Passage to read:
Still, there are a few claims about light therapy I know not to fall for. Any at-home device that makes confident promises about green or yellow light is to be met with skepticism; the evidence just isn’t there yet. Pulsing red light, a hypnotizing effect some devices offer, should be regarded with interest mixed with some suspicion. (Dr. Jared Jagdeo, director of the Center for Photomedicine at SUNY Downstate Medical Center, told me firmly of pulsing red light, “Nobody knows the function of that. Anyone who claims to know the function of it, they’re just hypothesizing.”) Anything cheaper than a few hundred dollars is probably ineffective, and prescribing yourself light therapy for some ailment instead of visiting a doctor is inadvisable. The scientists who’ve studied photomedicine for decades met my questions with excitement and trepidation; many of them fear the consumer appetite will outpace the science, as tends to happen with wellness fads.

Brief: Continue the passage on at-home light therapy from where it stops.

Data block:
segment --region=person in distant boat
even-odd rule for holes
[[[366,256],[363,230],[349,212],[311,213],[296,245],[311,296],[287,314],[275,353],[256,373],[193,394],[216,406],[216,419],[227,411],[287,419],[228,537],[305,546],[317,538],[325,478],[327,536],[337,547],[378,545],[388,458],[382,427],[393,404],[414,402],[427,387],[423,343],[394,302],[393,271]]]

Task response:
It does make sense that light therapy is gaining traction as a wellness practice. It fits right in with the paleo diet, biphasic sleep, and other theories that assume what is modern is bad and what is ancient (and therefore natural) is best. Not that these theories are necessarily wrong. In a viral 2014 interview with the website Into the Gloss, the actress Shailene Woodley shared her beliefs about the link between vaginal health and the natural light of the sun. “If you live in a place that has heavy winters,” she said, “when the sun finally comes out, spread your legs and get some sunshine.” Yeast infections in particular, she explained, are no match for sunlight. She was wrong about the way it works (she assumed it involved vitamin D), but she was right that it does work, or at least that it can: There is some evidence that blue light can destroy fungi like Candida albicans, which can cause yeast infections.
The rise of light therapy also happens to coincide with increasing paranoia around climate change and real anxieties over whether we’ll eventually live in a world where it isn’t safe to be outside for very long. In California this past fall, smoke and dust storms from the relentless wildfires caused “fine particulate matter,” which has been linked to heart disease, lung disease, and premature death, to settle in the air. People living in the North and East Bay were advised to stay inside; my parents had just moved to Napa Valley, and they sent me photos of the neighborhood haze. I think about this now and a vague image comes to mind of a future set even more indoors, me curling up around my Joovv Mini, soaking up artificial light like a space-station zinnia.